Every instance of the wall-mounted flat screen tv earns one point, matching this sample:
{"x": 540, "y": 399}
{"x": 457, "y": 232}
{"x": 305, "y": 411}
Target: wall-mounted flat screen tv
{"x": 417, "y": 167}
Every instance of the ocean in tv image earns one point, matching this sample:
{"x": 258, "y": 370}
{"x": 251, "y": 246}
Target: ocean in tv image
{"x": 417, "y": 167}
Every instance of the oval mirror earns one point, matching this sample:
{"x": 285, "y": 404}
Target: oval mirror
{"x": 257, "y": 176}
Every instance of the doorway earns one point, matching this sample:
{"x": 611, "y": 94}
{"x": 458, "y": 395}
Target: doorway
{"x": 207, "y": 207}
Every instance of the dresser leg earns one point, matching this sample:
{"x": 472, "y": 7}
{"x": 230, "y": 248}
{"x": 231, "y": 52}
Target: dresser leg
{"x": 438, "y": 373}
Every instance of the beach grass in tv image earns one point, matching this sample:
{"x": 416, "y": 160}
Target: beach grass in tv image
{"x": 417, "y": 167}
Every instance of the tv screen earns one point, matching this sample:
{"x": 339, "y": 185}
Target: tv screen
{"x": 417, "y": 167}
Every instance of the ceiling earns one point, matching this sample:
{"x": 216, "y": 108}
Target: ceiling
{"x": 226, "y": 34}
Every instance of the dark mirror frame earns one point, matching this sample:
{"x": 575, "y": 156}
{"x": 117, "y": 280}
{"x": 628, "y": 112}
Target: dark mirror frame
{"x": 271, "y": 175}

- - -

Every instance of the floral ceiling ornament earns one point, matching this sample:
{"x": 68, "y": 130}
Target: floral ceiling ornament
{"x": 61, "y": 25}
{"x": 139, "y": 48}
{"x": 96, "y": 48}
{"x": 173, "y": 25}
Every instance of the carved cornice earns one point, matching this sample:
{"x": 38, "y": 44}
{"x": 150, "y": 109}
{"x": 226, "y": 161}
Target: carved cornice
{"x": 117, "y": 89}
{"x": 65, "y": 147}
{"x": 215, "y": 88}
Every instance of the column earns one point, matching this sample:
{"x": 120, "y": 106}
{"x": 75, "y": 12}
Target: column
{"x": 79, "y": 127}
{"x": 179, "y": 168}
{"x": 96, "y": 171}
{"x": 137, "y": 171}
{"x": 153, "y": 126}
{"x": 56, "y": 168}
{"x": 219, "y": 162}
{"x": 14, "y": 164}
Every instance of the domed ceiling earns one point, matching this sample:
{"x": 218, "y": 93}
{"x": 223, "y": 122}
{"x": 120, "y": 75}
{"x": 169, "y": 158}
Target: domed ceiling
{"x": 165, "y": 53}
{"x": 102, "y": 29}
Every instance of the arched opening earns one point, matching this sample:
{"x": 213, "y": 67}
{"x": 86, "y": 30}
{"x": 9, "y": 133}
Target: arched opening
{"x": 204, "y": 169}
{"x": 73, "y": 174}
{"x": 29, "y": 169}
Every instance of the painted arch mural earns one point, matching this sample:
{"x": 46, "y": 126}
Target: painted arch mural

- - -

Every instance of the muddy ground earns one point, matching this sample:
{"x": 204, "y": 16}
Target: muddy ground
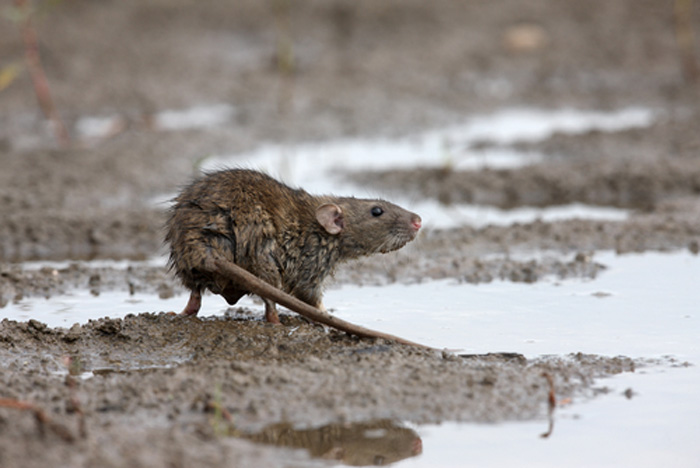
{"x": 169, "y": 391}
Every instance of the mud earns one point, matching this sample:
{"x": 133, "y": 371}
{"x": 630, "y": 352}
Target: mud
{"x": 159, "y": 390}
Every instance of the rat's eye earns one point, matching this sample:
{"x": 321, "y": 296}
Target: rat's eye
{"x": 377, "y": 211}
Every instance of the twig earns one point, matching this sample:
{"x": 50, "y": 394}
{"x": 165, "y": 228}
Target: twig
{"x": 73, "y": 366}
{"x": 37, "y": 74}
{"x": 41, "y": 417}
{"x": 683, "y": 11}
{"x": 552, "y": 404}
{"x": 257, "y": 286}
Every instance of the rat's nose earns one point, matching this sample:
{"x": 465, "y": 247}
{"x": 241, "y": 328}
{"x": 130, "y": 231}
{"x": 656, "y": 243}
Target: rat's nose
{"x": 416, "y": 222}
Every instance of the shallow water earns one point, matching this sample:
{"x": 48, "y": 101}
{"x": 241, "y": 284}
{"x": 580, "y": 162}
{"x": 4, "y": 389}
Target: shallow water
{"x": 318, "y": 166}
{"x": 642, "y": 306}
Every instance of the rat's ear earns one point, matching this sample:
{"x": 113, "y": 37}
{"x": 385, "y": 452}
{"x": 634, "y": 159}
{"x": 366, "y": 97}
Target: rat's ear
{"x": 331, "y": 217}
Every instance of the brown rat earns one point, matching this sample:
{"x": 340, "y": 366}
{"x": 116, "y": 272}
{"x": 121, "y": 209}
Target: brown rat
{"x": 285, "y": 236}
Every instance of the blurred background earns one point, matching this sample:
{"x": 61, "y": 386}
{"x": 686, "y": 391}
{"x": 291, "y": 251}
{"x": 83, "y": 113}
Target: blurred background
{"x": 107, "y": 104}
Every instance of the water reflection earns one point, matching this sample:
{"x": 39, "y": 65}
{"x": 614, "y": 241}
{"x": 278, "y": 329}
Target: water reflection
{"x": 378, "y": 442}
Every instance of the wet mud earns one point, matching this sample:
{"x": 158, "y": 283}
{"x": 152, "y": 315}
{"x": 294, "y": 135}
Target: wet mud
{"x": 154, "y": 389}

- - -

→ **Objectif**: Combien de lignes des enregistrements contiennent le mot « painted »? Répondez par ce seul nombre.

→ **Solution rédigée**: 2